*Textauszug*.
'''
Die Hilfsorganisation „Člověk v tísni“: Solidarität mit den Notleidenden
Der Name „Člověk v tísni – Mensch in Not“ ist in Tschechien ein Begriff. Die Hilfsorganisation steht für professionellen Einsatz in den Krisengebieten der Welt. Dank dieser unabhängigen Organisation ist Solidarität mit den Notleidenden in der tschechischen Gesellschaft kein Fremdwort mehr. Hinter dem Aufbau der Hilfsorganisation steht ein außergewöhnlicher Mann: der 41-jährige Šimon Pánek. Im November 1989 war er als Studentenführer an der „Samtenen Revolution“ beteiligt. Er bereiste den halben Erdball, arbeitete als Journalist und Krisenmanager. Als Šimon Pánek „Mensch in Not“ 1994 gründete, standen ihm eine Handvoll engagierter Mitarbeiter zur Seite. Heute ist die Hilfsorganisation eine der größten Mitteleuropas.
'''
*Aufgabenstellung 1*.
Beantworten Sie anhand des Textauszugs über die Hilfsorganisation „Člověk v tísni“ folgende Fragen:
(a) In welchem Jahr gründete Šimon Pánek „Mensch in Not“?
(b) An welchem Ereignis war er im November 1989 als Studentenführer beteiligt?
(c) Als was arbeitete er laut Textauszug?
*Aufgabenstellung 2*.
Schreiben Sie den Abschnitt des Textauszugs zwischen „Die Hilfsorganisation „Člověk“ und „der größten Mitteleuropas.“, beide eingeschlossen, wortgetreu ab.

*Vorliegende Daten*.
'''
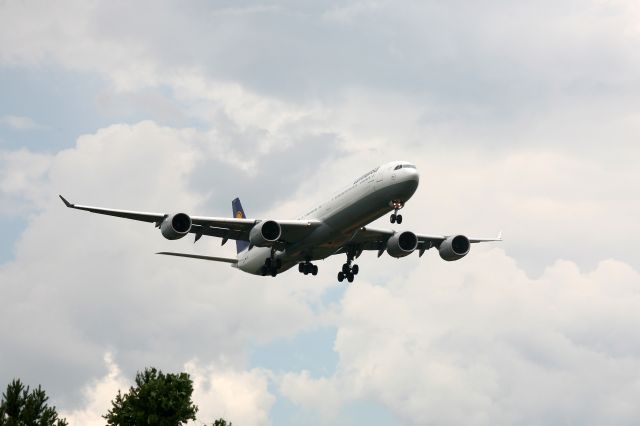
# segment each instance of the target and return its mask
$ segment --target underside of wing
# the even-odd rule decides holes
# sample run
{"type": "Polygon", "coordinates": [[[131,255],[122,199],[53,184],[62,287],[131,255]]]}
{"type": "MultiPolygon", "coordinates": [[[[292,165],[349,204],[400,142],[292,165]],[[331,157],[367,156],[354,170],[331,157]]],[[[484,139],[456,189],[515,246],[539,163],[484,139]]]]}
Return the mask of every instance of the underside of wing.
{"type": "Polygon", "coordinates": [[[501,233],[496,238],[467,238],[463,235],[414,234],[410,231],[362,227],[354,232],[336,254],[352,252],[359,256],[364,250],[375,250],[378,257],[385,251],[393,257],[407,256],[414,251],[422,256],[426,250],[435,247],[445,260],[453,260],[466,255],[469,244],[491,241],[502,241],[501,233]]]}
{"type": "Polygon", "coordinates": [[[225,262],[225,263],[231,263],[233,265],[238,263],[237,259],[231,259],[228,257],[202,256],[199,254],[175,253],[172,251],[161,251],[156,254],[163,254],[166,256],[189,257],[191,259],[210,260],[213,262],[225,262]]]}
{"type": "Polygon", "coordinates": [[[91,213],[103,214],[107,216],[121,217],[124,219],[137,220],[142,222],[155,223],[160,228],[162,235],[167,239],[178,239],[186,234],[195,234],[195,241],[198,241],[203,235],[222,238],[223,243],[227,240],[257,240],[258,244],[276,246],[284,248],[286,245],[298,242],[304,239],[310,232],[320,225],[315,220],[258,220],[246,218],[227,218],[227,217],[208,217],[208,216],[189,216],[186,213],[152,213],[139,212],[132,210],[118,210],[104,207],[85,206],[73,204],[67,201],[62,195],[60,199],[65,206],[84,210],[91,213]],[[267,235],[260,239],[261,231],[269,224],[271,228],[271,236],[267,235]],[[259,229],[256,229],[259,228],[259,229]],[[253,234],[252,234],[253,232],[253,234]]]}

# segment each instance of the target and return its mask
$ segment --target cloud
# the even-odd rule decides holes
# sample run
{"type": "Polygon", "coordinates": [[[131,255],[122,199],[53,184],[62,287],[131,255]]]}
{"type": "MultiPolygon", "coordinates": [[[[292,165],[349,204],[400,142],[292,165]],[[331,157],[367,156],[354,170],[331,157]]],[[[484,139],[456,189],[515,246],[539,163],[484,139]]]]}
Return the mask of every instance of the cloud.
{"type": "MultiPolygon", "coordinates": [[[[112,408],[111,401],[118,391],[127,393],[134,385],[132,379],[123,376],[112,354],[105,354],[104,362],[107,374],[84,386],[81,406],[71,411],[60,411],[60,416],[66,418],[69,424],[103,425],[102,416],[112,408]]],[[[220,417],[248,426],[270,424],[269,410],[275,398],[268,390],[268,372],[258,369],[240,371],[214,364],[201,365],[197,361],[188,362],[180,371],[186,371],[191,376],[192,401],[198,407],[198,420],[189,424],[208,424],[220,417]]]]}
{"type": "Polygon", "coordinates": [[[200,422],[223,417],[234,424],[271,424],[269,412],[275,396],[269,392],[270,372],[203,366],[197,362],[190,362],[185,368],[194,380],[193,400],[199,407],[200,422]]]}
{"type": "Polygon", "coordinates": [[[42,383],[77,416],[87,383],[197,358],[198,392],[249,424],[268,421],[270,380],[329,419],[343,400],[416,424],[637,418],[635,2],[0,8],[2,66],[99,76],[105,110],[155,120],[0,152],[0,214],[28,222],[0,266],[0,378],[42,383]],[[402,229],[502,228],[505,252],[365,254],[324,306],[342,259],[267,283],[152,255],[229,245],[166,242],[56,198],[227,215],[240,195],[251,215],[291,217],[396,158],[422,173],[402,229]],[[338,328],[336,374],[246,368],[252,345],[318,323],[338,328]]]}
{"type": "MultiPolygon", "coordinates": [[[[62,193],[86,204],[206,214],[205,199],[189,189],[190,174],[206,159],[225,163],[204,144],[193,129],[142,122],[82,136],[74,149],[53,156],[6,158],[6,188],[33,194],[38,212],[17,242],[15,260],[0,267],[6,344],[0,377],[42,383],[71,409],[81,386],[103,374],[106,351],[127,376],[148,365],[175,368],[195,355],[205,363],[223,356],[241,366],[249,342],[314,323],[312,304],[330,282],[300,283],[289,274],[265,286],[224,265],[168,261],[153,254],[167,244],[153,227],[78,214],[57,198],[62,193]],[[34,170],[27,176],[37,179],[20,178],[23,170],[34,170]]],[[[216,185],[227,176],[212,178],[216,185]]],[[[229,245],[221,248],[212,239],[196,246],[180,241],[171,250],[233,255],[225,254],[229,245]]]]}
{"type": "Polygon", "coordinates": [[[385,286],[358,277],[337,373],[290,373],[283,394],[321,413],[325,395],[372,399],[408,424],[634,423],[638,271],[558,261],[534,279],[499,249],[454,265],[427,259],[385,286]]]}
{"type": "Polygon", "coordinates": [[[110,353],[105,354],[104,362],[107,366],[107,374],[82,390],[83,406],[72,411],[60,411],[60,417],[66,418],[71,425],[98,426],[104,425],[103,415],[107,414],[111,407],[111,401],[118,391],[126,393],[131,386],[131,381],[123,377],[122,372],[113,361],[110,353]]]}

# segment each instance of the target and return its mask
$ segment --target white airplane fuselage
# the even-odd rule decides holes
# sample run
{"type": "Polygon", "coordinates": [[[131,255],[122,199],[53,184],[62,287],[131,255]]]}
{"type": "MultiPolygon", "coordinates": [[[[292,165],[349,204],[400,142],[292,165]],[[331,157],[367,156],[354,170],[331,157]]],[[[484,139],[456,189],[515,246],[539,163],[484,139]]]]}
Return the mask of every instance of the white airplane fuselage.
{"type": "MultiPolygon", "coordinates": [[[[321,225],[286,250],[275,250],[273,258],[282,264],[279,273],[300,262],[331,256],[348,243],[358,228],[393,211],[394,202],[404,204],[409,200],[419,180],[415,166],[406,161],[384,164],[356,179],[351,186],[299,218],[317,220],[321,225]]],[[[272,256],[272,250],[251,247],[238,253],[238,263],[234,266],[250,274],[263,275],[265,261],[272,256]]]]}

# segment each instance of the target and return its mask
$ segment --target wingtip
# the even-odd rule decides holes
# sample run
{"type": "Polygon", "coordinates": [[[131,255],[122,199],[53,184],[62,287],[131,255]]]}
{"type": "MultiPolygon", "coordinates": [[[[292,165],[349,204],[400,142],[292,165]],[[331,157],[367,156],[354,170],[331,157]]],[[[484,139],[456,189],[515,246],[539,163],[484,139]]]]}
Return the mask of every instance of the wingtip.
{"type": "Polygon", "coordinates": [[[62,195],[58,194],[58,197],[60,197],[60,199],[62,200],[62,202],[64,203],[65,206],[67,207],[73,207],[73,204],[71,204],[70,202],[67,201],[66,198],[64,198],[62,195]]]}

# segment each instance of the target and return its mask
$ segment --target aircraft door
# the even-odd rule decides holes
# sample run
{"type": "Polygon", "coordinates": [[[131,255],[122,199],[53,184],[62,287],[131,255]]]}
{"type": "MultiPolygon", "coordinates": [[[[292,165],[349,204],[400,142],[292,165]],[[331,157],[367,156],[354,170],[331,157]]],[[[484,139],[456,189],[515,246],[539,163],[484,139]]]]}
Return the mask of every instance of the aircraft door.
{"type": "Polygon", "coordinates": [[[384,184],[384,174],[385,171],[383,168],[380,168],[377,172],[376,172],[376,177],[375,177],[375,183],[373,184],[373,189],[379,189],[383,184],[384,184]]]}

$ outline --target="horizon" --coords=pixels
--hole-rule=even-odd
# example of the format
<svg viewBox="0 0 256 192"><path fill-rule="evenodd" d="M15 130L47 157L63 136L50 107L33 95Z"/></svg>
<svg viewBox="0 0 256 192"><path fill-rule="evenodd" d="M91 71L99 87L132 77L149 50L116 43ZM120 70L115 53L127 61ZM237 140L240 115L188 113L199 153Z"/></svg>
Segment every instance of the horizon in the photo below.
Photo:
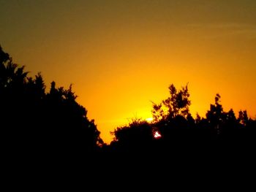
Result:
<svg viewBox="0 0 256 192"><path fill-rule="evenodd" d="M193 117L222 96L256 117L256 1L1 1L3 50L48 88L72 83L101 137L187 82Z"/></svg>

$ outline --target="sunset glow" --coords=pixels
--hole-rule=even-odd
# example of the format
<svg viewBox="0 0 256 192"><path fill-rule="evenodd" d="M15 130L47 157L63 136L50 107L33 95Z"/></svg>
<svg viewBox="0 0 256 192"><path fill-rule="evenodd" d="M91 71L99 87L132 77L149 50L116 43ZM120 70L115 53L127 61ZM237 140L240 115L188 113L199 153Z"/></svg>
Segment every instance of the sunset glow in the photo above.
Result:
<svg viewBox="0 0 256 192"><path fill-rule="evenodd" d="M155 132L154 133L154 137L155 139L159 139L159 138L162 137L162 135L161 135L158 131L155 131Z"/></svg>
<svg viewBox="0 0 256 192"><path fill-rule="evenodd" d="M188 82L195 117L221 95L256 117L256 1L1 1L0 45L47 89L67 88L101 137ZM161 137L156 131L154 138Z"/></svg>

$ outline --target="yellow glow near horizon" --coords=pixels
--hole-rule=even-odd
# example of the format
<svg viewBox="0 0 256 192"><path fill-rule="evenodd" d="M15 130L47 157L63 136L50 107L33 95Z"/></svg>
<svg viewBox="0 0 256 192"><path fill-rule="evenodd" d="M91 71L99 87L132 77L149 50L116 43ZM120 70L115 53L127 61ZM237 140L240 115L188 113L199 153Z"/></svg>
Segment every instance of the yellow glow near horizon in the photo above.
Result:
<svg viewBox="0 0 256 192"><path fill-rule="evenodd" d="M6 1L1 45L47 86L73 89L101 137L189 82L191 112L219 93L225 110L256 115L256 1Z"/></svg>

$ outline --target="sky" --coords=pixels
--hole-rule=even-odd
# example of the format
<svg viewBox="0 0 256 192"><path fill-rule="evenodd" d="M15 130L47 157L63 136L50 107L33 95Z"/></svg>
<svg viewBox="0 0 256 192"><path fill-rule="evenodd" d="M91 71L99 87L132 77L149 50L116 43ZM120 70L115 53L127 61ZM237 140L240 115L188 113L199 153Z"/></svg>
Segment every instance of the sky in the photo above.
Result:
'''
*Richtige Antwort 1*.
(a) 1994
(b) An der „Samtenen Revolution“
(c) Als Journalist und Krisenmanager

*Richtige Antwort 2*.
Die Hilfsorganisation „Člověk v tísni“: Solidarität mit den Notleidenden
Der Name „Člověk v tísni – Mensch in Not“ ist in Tschechien ein Begriff. Die Hilfsorganisation steht für professionellen Einsatz in den Krisengebieten der Welt. Dank dieser unabhängigen Organisation ist Solidarität mit den Notleidenden in der tschechischen Gesellschaft kein Fremdwort mehr. Hinter dem Aufbau der Hilfsorganisation steht ein außergewöhnlicher Mann: der 41-jährige Šimon Pánek. Im November 1989 war er als Studentenführer an der „Samtenen Revolution“ beteiligt. Er bereiste den halben Erdball, arbeitete als Journalist und Krisenmanager. Als Šimon Pánek „Mensch in Not“ 1994 gründete, standen ihm eine Handvoll engagierter Mitarbeiter zur Seite. Heute ist die Hilfsorganisation eine der größten Mitteleuropas.